** START OF Information provided **

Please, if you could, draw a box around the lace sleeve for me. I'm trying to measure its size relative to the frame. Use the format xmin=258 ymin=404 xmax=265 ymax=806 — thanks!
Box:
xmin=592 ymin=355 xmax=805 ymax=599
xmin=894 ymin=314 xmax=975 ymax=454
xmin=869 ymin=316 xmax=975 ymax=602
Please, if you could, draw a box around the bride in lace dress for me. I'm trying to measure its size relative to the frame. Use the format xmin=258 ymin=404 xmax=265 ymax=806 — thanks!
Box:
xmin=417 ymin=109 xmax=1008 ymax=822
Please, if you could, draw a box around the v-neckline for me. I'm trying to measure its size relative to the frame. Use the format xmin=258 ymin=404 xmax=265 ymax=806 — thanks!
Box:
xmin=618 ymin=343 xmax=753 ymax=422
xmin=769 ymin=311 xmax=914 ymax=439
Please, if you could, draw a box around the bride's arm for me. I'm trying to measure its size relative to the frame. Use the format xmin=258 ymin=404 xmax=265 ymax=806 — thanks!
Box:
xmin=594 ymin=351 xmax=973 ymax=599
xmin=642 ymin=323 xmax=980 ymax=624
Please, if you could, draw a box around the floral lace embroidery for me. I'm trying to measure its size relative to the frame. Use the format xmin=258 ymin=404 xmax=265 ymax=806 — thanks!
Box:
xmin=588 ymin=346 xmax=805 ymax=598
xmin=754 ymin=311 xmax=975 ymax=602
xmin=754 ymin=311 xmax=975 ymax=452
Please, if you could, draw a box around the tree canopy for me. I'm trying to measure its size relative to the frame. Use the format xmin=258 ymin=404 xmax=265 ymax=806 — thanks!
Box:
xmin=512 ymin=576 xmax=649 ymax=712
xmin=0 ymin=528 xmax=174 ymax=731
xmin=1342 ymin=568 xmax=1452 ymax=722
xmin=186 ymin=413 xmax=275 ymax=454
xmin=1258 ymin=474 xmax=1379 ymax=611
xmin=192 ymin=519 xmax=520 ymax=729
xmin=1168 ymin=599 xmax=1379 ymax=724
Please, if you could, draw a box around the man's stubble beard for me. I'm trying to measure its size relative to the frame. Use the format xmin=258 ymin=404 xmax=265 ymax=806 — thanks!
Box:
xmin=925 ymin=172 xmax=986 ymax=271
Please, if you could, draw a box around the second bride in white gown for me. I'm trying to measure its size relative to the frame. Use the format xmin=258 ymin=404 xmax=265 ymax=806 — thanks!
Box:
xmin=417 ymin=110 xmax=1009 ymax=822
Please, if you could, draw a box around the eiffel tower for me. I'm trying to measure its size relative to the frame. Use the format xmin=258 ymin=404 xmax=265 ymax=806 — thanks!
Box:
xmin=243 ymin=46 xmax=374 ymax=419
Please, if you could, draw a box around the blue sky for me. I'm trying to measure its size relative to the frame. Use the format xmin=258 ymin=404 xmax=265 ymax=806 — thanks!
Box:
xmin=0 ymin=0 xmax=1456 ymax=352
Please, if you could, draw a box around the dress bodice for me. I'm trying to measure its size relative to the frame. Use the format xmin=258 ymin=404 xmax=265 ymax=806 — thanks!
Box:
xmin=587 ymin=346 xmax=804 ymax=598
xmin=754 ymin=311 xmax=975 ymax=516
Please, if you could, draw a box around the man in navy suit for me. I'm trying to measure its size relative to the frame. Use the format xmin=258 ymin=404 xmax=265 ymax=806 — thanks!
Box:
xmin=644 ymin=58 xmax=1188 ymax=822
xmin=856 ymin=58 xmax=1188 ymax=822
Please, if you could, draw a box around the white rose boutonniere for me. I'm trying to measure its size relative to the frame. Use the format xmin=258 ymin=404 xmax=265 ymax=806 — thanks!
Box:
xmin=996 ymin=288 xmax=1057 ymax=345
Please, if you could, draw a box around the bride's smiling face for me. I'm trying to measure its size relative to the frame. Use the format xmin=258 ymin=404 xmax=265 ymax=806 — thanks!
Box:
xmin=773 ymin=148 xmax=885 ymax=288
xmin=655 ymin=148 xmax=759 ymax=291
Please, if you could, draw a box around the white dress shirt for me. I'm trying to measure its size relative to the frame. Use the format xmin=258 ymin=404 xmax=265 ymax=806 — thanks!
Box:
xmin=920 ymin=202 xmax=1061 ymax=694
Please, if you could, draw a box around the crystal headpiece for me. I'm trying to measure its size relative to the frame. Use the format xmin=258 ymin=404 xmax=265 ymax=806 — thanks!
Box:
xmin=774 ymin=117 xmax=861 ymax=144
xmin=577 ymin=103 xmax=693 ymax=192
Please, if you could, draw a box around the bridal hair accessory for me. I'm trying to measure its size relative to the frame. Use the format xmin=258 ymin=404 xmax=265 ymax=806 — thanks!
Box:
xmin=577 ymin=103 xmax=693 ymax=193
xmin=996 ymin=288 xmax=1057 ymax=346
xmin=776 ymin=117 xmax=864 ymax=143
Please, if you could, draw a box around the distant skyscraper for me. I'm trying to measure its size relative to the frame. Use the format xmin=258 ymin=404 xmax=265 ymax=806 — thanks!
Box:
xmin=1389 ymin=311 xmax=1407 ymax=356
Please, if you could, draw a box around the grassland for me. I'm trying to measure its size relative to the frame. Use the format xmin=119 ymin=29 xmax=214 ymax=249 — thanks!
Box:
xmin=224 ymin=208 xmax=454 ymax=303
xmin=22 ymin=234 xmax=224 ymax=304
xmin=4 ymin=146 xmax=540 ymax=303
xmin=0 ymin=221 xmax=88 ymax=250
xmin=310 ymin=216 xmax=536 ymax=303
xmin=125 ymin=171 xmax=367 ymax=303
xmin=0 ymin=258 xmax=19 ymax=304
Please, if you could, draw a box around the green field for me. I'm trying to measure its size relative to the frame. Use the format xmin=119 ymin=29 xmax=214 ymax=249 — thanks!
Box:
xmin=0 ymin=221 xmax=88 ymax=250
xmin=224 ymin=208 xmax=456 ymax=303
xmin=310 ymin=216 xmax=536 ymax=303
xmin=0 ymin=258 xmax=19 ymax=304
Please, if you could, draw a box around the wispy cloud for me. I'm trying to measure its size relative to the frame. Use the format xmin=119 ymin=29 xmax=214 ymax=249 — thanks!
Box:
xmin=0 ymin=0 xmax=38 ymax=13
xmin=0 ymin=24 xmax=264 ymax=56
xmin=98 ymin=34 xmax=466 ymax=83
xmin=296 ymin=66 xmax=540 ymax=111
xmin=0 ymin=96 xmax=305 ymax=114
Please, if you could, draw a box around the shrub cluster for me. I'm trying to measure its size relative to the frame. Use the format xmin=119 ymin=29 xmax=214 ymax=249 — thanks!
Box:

** END OF Information provided **

» **Stated goal**
Present every line of the records above as a numbered list, leaving out any blank lines.

» **Correct result**
1. Please, if you could, draw a box around the lace sleeve for me. I'm trying to measure its size relative to the frame. Use the format xmin=258 ymin=404 xmax=265 ymax=806 — thanks!
2. Box:
3. xmin=592 ymin=355 xmax=805 ymax=599
4. xmin=894 ymin=314 xmax=975 ymax=454
5. xmin=869 ymin=316 xmax=975 ymax=602
6. Please, if you could, draw a box around the bride in lace dress for me. I'm trying to measure its size relative to the frame. Use the format xmin=258 ymin=404 xmax=265 ymax=806 — thanks!
7. Box:
8. xmin=417 ymin=109 xmax=1008 ymax=822
9. Please, if you could, draw a box around the v-neckline for me. I'm trying to measure its size relative to the frame. Use the format xmin=258 ymin=404 xmax=265 ymax=806 — thanks!
10. Box:
11. xmin=618 ymin=343 xmax=753 ymax=422
12. xmin=769 ymin=311 xmax=914 ymax=439
13. Please, if you could, draw a box around the bride's arm for me. I'm trying to measure its size relative to the frame. Use the format xmin=258 ymin=404 xmax=265 ymax=806 — thanks!
14. Box:
15. xmin=594 ymin=351 xmax=973 ymax=599
16. xmin=642 ymin=323 xmax=980 ymax=624
17. Please, if you could, draw a box around the floral lace embroidery for me. I'm trying to measure its size relative to the frame. Use the format xmin=258 ymin=404 xmax=265 ymax=806 — thanks!
18. Box:
19. xmin=588 ymin=346 xmax=805 ymax=598
20. xmin=754 ymin=311 xmax=975 ymax=602
21. xmin=754 ymin=311 xmax=975 ymax=452
22. Please, if you could, draw a box around the tree canopy for me. I'm trying to measure its size relative to the frame. Use the format xmin=258 ymin=404 xmax=265 ymax=806 — thanks!
23. Box:
24. xmin=512 ymin=576 xmax=649 ymax=712
25. xmin=0 ymin=528 xmax=174 ymax=731
26. xmin=1342 ymin=568 xmax=1452 ymax=722
27. xmin=186 ymin=413 xmax=275 ymax=454
28. xmin=1258 ymin=474 xmax=1379 ymax=611
29. xmin=192 ymin=519 xmax=520 ymax=729
30. xmin=1168 ymin=599 xmax=1379 ymax=724
31. Please, if you could, draw a box around the man's stubble beard for me. I'm trying to measure its size relative to the frame. Use the format xmin=258 ymin=404 xmax=265 ymax=806 — thanks!
32. Box:
33. xmin=925 ymin=172 xmax=986 ymax=271
34. Please, if you could, draw a box around the second bride in white gown for me. I'm trying to measure its size relative to the frame. Use the format xmin=258 ymin=404 xmax=265 ymax=806 — thanks!
35. Box:
36. xmin=417 ymin=110 xmax=1009 ymax=822
37. Please, if you could, draw a box around the eiffel tower for me. I'm trying to measure its size relative to the frame. Use the format xmin=258 ymin=404 xmax=265 ymax=806 — thanks!
38. Box:
39. xmin=243 ymin=46 xmax=374 ymax=419
40. Please, if you could, draw a box around the blue sky for me. I'm trying to measure its size relative to the frame. Use the format xmin=258 ymin=404 xmax=265 ymax=806 — thanks!
41. Box:
42. xmin=0 ymin=0 xmax=1456 ymax=352
43. Please, if you could, draw a box around the dress bodice for me. I'm trying to measure its size relative to the frame. Use the format xmin=258 ymin=404 xmax=265 ymax=806 — thanks!
44. Box:
45. xmin=587 ymin=346 xmax=804 ymax=598
46. xmin=754 ymin=311 xmax=975 ymax=516
47. Please, if you could, draw a box around the man in navy suit for me. I'm trying to measure its size relative to the frame. Use the format xmin=258 ymin=404 xmax=265 ymax=806 — thanks!
48. Box:
49. xmin=644 ymin=58 xmax=1188 ymax=822
50. xmin=856 ymin=58 xmax=1188 ymax=822
51. Please, if you could, draw a box around the white rose boutonniere for me. I'm trying to measure its size relative to the frame. Use the format xmin=258 ymin=404 xmax=265 ymax=806 — thanks!
52. Box:
53. xmin=996 ymin=288 xmax=1057 ymax=345
54. Please, if you could, draw a box around the bride's smiling face for me. I'm trying to measure its size relative to the frame. Use the format xmin=258 ymin=404 xmax=265 ymax=806 — thanks!
55. Box:
56. xmin=773 ymin=148 xmax=885 ymax=288
57. xmin=655 ymin=148 xmax=759 ymax=291
58. Please, if you could, draw a box around the white dress shirt for me. I'm trying to measure its size relative to the frame. Use the format xmin=258 ymin=404 xmax=265 ymax=806 — thanks!
59. Box:
60. xmin=920 ymin=202 xmax=1061 ymax=694
61. Please, if you could, draw a box around the crystal headpiece for me. I'm trying to measure its size relative to the frame. Use the format xmin=258 ymin=404 xmax=265 ymax=806 — thanks!
62. Box:
63. xmin=774 ymin=117 xmax=861 ymax=144
64. xmin=577 ymin=103 xmax=693 ymax=192
65. Please, if you could, draw a box around the bridal hair accessory for me. I'm trying to measure its size relative to the frame. Use the format xmin=258 ymin=404 xmax=265 ymax=806 — thanks!
66. Box:
67. xmin=577 ymin=103 xmax=693 ymax=193
68. xmin=996 ymin=288 xmax=1057 ymax=346
69. xmin=776 ymin=117 xmax=864 ymax=143
70. Please, if you could, draw a box around the distant skyscraper for me. I'm trying to measure its size relative to the frame. Use the format xmin=258 ymin=404 xmax=265 ymax=806 — thanks!
71. Box:
72. xmin=1389 ymin=311 xmax=1407 ymax=356
73. Please, if you could, draw a box around the grassland for me. I'm trying to measure its size relative to the frame. Use the format xmin=119 ymin=29 xmax=214 ymax=249 — thanks!
74. Box:
75. xmin=224 ymin=208 xmax=454 ymax=303
76. xmin=22 ymin=234 xmax=224 ymax=304
77. xmin=4 ymin=146 xmax=540 ymax=303
78. xmin=0 ymin=221 xmax=88 ymax=250
79. xmin=310 ymin=216 xmax=536 ymax=303
80. xmin=125 ymin=171 xmax=367 ymax=303
81. xmin=0 ymin=258 xmax=19 ymax=304
82. Please, if you could, draw a box around the green field for me. I'm trying to measure its size relative to the frame. Use the format xmin=119 ymin=29 xmax=214 ymax=249 — thanks!
83. Box:
84. xmin=0 ymin=221 xmax=88 ymax=250
85. xmin=224 ymin=208 xmax=456 ymax=303
86. xmin=310 ymin=216 xmax=536 ymax=303
87. xmin=0 ymin=258 xmax=19 ymax=304
88. Please, if you could, draw a box around the wispy cloud for me. I'm trying to measure its size relative to the frame. Use the format xmin=119 ymin=29 xmax=214 ymax=249 — thanks!
89. Box:
90. xmin=0 ymin=0 xmax=38 ymax=13
91. xmin=0 ymin=24 xmax=264 ymax=56
92. xmin=98 ymin=34 xmax=466 ymax=83
93. xmin=296 ymin=66 xmax=540 ymax=111
94. xmin=0 ymin=96 xmax=305 ymax=114
95. Please, if you could, draw a box around the shrub cluster for me. I'm trying to measure its size relative to the frame. Use the format xmin=119 ymin=29 xmax=214 ymax=249 — thanks!
96. Box:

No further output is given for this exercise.